Reading passage |
For years, sellers have been using a secret language, a carefully crafted code designed to make a rust riddled wreck sound like a concours contender. They've been getting away with it for too long. It's time to pull back the curtain, to expose the truth, and to have a good laugh at the sheer audacity of it all. So, grab a cup of tea, get comfortable, and prepare to have your illusions shattered. This is the secret language of classic car adverts, translated for your reading pleasure.

 

Runs and drives

 

Let's start with a classic, shall we? "Runs and drives." On the surface, this sounds promising. It suggests a car that is, at the very least, capable of forward motion. The reality, however, is often somewhat different. What it really means is that the engine coughed into life once, back in the spring of 2019, and the car successfully moved from one side of the garage to the other. It has not been started since, for fear of it immediately catching fire.

Extracted entries |
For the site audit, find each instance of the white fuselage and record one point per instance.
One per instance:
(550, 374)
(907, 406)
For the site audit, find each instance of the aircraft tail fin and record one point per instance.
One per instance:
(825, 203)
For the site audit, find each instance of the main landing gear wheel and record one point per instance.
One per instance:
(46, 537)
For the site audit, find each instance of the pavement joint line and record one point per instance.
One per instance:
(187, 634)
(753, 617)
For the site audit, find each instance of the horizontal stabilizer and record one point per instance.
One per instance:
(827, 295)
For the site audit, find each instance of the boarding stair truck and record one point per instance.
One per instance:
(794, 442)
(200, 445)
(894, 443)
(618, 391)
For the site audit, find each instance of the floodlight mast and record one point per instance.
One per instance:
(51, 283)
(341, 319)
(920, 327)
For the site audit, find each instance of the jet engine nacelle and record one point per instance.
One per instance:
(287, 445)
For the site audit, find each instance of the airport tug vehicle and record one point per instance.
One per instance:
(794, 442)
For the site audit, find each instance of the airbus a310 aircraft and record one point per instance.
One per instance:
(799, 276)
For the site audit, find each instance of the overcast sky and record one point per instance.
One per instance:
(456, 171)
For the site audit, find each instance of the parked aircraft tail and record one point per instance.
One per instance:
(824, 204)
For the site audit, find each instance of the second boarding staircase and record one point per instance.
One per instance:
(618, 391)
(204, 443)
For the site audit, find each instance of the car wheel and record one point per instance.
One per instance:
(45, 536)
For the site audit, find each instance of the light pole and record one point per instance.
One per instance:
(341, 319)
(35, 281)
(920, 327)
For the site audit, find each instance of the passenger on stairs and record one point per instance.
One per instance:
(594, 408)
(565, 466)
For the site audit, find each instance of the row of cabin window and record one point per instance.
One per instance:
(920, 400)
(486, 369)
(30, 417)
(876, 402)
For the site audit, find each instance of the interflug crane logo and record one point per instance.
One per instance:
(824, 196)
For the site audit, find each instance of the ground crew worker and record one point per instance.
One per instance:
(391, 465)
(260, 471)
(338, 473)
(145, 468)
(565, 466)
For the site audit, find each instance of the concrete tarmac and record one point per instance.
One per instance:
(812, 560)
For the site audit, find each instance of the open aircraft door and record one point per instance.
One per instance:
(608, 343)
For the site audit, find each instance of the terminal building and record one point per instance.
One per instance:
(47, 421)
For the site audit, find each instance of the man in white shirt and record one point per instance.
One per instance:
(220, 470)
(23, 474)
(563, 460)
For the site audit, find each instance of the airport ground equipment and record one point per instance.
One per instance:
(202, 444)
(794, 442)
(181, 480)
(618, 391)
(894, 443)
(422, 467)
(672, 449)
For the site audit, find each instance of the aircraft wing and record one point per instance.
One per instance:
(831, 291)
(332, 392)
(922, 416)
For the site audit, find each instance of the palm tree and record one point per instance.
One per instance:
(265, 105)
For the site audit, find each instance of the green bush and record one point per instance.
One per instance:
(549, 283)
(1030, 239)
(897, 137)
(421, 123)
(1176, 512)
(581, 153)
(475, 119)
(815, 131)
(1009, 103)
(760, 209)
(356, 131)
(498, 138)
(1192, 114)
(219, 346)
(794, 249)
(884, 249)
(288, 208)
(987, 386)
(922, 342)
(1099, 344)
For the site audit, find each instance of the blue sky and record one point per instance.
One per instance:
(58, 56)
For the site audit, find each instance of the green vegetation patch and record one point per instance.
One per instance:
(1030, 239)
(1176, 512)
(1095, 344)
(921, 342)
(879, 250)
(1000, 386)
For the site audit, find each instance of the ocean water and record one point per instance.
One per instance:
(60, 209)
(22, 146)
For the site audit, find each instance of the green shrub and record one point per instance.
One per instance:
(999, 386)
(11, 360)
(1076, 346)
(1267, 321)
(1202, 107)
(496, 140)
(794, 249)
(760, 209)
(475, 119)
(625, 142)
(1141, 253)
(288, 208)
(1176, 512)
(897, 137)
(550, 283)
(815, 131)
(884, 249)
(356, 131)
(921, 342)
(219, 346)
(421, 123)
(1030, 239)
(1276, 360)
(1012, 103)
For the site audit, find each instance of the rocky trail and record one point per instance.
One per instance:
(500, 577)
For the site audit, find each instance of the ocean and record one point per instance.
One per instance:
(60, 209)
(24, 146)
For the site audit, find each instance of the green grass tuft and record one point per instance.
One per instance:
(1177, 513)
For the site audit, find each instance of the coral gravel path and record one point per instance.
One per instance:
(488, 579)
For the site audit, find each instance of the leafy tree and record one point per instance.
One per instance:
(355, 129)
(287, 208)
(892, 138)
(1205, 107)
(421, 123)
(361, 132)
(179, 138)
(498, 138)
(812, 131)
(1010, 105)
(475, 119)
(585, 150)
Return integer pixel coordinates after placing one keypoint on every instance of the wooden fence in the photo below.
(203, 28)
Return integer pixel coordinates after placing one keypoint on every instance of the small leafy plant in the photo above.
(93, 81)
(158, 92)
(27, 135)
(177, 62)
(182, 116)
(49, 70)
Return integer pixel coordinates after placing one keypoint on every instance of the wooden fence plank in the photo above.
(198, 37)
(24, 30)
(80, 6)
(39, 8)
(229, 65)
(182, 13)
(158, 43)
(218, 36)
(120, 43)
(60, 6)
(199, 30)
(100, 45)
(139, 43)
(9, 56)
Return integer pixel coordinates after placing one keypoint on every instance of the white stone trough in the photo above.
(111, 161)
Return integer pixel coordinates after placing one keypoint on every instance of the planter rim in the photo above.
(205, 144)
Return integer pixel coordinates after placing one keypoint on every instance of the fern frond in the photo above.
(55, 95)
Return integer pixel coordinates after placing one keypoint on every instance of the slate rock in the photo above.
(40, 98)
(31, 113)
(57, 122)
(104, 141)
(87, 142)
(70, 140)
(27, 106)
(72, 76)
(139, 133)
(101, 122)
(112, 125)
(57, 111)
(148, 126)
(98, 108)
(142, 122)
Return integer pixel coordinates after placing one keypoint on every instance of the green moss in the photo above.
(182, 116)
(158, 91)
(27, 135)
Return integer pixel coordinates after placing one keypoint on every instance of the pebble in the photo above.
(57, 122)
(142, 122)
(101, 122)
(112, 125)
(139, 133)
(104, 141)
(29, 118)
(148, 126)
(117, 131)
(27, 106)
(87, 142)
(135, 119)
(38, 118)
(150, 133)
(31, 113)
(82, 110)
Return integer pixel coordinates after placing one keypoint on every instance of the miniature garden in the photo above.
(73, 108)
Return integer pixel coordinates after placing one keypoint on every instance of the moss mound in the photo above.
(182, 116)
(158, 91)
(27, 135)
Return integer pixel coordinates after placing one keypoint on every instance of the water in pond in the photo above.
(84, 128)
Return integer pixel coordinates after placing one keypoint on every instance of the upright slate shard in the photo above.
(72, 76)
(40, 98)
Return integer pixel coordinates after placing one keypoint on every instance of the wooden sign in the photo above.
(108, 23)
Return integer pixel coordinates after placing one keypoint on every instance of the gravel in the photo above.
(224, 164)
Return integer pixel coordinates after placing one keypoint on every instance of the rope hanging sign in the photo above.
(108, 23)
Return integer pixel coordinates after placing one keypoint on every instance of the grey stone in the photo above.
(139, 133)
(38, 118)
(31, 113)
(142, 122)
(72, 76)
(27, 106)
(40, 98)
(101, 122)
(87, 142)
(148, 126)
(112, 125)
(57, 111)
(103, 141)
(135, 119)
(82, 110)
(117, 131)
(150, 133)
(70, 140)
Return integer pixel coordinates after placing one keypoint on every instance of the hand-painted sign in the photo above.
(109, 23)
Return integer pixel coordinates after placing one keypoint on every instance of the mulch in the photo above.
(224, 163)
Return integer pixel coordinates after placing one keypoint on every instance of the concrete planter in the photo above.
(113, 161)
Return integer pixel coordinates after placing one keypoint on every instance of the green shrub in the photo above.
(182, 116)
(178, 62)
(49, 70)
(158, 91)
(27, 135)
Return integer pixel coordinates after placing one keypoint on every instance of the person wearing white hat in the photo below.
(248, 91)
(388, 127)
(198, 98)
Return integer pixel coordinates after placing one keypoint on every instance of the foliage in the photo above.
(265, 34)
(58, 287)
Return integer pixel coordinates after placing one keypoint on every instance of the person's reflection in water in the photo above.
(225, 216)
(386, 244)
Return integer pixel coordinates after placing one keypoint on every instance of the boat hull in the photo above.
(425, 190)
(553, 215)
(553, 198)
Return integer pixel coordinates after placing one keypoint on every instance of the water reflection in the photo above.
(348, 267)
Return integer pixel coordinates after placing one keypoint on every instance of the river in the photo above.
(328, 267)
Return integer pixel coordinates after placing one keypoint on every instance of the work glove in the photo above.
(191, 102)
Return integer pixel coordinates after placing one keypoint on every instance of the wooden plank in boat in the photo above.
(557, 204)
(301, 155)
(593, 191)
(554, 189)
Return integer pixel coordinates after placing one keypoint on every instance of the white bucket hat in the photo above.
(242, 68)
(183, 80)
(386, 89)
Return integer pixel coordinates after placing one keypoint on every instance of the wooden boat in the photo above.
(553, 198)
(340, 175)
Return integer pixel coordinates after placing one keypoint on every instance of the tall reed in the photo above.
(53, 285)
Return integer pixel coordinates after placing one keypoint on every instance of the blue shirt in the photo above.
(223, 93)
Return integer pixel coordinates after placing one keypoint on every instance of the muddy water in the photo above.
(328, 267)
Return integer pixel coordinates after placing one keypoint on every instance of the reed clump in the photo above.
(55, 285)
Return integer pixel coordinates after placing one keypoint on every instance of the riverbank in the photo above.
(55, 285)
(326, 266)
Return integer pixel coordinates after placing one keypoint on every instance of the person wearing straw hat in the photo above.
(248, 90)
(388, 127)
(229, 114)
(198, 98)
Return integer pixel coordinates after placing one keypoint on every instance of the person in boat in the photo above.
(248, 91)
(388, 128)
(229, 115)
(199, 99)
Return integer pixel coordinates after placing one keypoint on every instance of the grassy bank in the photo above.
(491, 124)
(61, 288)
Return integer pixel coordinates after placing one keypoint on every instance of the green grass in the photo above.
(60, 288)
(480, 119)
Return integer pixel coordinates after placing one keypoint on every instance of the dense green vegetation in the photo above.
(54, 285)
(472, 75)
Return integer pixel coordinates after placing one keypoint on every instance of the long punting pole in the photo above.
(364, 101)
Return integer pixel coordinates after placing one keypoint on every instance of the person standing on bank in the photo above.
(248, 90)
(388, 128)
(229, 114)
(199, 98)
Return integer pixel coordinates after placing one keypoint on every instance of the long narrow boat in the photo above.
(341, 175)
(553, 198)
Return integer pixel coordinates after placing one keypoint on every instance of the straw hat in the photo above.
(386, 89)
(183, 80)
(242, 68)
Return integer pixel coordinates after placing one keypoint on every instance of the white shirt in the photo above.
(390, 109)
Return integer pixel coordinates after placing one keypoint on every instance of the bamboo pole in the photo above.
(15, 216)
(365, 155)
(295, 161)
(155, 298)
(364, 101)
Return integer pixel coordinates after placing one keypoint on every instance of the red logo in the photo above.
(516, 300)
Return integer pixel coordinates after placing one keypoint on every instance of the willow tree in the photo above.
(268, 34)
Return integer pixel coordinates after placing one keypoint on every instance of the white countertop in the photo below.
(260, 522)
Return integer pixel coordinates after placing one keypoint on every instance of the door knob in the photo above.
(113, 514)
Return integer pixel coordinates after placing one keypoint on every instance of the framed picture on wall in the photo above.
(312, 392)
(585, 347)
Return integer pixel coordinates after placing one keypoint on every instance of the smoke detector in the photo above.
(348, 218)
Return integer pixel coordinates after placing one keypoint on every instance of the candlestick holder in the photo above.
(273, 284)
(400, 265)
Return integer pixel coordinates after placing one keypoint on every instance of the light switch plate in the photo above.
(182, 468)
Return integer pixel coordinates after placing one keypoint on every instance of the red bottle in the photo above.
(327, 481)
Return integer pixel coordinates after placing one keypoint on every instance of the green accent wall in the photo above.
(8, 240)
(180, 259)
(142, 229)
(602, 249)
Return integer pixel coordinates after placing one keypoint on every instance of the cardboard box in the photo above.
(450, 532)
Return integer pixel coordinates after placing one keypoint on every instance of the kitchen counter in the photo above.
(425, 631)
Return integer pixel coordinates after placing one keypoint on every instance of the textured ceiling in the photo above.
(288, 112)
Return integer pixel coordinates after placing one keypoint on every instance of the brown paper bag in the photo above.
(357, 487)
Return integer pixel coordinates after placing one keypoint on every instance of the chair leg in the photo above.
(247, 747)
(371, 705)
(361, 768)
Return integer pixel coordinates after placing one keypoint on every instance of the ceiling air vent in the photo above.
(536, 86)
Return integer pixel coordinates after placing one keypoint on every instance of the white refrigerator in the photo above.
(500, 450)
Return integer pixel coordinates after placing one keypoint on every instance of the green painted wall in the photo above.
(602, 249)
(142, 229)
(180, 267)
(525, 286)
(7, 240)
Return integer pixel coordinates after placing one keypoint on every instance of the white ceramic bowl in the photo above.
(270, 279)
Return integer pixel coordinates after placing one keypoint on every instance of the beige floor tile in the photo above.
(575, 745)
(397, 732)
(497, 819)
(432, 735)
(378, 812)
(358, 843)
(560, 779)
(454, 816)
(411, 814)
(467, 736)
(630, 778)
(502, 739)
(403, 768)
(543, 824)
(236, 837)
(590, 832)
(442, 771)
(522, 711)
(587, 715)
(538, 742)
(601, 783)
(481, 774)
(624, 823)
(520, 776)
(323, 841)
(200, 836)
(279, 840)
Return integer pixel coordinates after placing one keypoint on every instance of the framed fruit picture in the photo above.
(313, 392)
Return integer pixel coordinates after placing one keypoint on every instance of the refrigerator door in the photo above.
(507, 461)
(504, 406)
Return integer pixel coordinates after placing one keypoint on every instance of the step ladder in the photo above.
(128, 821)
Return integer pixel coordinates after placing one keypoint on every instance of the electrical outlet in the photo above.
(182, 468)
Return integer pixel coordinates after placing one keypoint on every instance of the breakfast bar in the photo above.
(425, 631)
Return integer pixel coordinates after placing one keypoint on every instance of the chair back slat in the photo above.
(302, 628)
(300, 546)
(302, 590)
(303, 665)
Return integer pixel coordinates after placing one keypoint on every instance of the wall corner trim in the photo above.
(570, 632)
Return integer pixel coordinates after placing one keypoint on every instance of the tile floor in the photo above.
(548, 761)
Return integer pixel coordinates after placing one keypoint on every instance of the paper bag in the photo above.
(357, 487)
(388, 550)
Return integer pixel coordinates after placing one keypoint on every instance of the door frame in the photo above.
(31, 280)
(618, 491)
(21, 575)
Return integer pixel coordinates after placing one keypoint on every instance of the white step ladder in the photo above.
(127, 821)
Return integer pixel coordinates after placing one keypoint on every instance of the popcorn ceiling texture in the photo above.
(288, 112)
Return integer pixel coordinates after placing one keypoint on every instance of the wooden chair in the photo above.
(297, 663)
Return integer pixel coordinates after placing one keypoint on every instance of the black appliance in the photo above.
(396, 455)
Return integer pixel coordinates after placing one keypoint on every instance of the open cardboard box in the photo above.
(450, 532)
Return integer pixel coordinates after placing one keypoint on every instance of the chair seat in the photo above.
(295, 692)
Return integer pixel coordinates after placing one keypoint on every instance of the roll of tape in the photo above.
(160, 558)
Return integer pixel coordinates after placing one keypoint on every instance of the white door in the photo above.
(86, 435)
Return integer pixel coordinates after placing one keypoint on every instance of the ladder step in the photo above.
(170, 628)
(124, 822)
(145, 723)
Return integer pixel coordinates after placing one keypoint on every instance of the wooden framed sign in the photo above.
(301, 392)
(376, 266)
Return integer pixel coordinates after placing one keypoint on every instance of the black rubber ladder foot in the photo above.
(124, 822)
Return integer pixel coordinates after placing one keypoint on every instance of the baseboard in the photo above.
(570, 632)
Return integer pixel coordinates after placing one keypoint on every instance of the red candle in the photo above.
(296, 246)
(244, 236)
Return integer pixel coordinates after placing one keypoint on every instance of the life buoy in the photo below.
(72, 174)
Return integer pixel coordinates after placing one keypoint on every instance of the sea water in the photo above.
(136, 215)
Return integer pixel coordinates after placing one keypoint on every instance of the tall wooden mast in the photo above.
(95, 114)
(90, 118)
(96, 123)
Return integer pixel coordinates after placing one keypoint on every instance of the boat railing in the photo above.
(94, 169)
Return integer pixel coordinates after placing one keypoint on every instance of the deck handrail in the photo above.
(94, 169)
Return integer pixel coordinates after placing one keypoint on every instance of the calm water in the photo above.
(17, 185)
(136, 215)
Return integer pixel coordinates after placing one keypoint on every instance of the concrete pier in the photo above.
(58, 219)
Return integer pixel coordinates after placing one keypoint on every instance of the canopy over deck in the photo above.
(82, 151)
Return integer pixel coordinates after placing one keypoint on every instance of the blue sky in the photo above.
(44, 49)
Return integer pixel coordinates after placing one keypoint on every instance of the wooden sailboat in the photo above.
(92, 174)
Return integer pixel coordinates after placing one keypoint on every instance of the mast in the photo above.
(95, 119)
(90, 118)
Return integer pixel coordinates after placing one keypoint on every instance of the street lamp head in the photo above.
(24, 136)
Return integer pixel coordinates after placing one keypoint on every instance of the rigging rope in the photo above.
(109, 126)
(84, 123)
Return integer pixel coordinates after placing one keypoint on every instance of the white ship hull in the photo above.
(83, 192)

Given problem 1 |
Please repeat the classic car adverts text word for word, starting at the words "For years, sellers" and stopping after "your reading pleasure.".
Given problem 2 |
Filter the records down to each line that contains the string "shrub", treating uppercase and lowercase as different.

Response 1 |
For years, sellers have been using a secret language, a carefully crafted code designed to make a rust riddled wreck sound like a concours contender. They've been getting away with it for too long. It's time to pull back the curtain, to expose the truth, and to have a good laugh at the sheer audacity of it all. So, grab a cup of tea, get comfortable, and prepare to have your illusions shattered. This is the secret language of classic car adverts, translated for your reading pleasure.

Response 2 |
For the site audit, find each instance of the green shrub and record one point per instance.
Return integer pixel coordinates after placing one keypoint on every instance of the green shrub in the photo above.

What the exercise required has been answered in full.